━━━━━ SUPPLIED TEXT

Counterintuition of the day: Did the White House inadvertently hurt itself on health care by not picking a more controversial Supreme Court nominee?
I couldn't help wondering this when I read Chris Cillizza's item on the looming August air-war between groups on either side of the health care fight:
"With final votes now pushed back to at least September, this means every pro and con group is drawing up new media plans," said Larry McCarthy, a Republican media consultant who is doing work for the conservative Americans for Prosperity. "Two week media plans just extended to eight week media plans. Targets will expand -- not only national cable and swing Senators, but more congressional districts will be added." ...
American for Prosperity is spending better than $1 million on a national cable television buy this week that castigates the Canadian-style health care the president's plan would allegedly institute.
And, Rick Scott, the chairman of Conservatives for Patients' Rights, promised in a memo to supporters on Thursday that "liberal, pro-government health care advocates are intensifying their campaigns" and that "we must meet them head on and continue with ads, news events (particularly in the grassroots), media appearances, etc, to finish off the public option."
My thinking is as follows: There's only so much money and enthusiasm out there for what's clearly a demoralized Republican Party/conservative movement. Had Obama nominated a more controversial figure to the Court, a lot of that money might have been funneled into that fight, starving the party/movement of resources to fight on health care. Even better, given the resource and enthusiasm asymmetries favoring Democrats (and basic Senate math), the White House would still almost certainly have won that fight, dealing the other side not only a financial blow, but a tough psychological blow. It's hard to get motivated for another big fight (health care) after you've thrown everything you've got into an earlier one (Supreme Court) and still come up short.
Instead, the Sotomayor nomination was executed so flawlessly that the right folded early on, allowing it to marshal resources for health care, where it looks like they may be more effective.
Now, obviously, we're not talking about the exact same pool of resources here. The right has a set of legal-activist groups, and a set of domestic-policy activist groups, and they often have separate budgets. But, equally obviously, money is fungible, and a lot of these groups raise money from the same donor-base. (And there are some conservative groups that wade into pretty much any big political fight...)
I'm not suggesting Obama should have deliberately invited controversy with his Supreme Court nominee. But it is ironic that a tougher fight on health care may be one of the consequences of defusing it so masterfully on that front.

━━━━━━━━━━

_ASSIGNMENT 1:_ Restate the paragraph of the health care commentary beginning "Now, obviously" as a short bulleted list that keeps its main facts.
_ASSIGNMENT 2:_ Write out the stretch of the health care commentary from "Now, obviously, we're" through "big political fight...)".
The lines that follow have nothing to do with the text above.

━━━━━ GIVEN INFORMATION

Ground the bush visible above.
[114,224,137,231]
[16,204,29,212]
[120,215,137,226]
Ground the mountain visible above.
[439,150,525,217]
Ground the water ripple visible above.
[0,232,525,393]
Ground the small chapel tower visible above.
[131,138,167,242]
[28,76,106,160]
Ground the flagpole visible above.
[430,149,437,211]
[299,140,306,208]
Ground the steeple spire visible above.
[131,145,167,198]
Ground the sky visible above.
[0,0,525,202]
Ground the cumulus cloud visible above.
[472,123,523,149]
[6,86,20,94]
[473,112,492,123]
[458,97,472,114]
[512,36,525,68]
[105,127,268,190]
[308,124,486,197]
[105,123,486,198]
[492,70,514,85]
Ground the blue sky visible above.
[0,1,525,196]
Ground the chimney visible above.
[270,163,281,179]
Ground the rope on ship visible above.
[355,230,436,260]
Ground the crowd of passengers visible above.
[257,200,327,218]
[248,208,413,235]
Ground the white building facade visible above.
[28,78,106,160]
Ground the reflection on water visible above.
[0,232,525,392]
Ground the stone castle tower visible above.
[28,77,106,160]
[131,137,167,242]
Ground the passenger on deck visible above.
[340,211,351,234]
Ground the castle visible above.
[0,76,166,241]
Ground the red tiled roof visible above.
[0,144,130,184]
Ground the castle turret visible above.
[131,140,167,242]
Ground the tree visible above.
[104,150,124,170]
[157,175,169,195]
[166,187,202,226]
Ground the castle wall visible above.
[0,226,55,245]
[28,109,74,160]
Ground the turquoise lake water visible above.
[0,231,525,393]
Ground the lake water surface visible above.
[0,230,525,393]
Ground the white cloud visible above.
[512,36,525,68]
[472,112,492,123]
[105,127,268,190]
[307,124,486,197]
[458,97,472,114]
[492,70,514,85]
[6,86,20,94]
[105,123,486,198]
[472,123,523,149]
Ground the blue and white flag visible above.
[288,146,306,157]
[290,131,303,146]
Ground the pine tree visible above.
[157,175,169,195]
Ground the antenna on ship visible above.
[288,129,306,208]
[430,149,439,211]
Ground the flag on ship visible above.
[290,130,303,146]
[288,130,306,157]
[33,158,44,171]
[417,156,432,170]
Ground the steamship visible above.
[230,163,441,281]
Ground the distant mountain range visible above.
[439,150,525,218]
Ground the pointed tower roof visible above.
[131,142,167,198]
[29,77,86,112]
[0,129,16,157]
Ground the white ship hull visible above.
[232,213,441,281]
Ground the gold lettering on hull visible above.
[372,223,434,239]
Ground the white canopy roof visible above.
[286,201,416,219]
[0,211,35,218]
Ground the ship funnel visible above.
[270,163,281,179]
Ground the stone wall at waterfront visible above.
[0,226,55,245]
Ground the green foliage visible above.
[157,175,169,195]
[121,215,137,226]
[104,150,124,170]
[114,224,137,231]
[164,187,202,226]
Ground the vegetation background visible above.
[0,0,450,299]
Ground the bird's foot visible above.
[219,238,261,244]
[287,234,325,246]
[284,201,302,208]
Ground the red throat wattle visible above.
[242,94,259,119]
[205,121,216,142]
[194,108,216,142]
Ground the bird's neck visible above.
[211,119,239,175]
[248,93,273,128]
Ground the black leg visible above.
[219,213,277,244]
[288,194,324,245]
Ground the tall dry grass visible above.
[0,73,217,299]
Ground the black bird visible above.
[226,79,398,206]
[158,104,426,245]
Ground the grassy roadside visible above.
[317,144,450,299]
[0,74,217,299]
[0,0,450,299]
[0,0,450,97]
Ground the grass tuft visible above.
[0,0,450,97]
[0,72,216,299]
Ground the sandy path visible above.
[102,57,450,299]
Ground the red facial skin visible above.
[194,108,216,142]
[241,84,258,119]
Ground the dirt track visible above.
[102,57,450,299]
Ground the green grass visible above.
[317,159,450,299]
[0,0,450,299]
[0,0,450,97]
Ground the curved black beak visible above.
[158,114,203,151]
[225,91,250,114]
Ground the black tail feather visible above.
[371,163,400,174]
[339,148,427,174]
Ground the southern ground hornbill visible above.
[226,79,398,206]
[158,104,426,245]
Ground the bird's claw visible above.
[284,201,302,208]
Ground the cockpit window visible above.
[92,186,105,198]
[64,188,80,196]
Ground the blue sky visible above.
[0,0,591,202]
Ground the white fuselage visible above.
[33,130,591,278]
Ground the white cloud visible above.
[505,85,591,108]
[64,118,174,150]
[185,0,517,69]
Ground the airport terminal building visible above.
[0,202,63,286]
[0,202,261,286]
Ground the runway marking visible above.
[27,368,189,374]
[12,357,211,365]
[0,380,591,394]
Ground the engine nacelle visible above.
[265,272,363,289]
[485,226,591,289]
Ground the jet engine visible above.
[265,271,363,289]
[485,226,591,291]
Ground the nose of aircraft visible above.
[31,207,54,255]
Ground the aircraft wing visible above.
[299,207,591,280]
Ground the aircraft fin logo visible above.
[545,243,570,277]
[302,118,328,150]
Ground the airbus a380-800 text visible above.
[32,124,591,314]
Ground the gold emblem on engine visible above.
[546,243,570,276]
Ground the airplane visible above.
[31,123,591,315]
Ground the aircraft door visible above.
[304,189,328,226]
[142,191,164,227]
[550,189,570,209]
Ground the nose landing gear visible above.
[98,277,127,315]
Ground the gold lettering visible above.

━━━━━━━━━━

_REPLY 1:_
- The resources in question are not exactly the same pool.
- The right has legal-activist groups and domestic-policy activist groups, which often have separate budgets.
- Money is fungible, and many of these groups raise money from the same donor base.
- Some conservative groups join nearly any big political fight.

_REPLY 2:_
Now, obviously, we're not talking about the exact same pool of resources here. The right has a set of legal-activist groups, and a set of domestic-policy activist groups, and they often have separate budgets. But, equally obviously, money is fungible, and a lot of these groups raise money from the same donor-base. (And there are some conservative groups that wade into pretty much any big political fight...)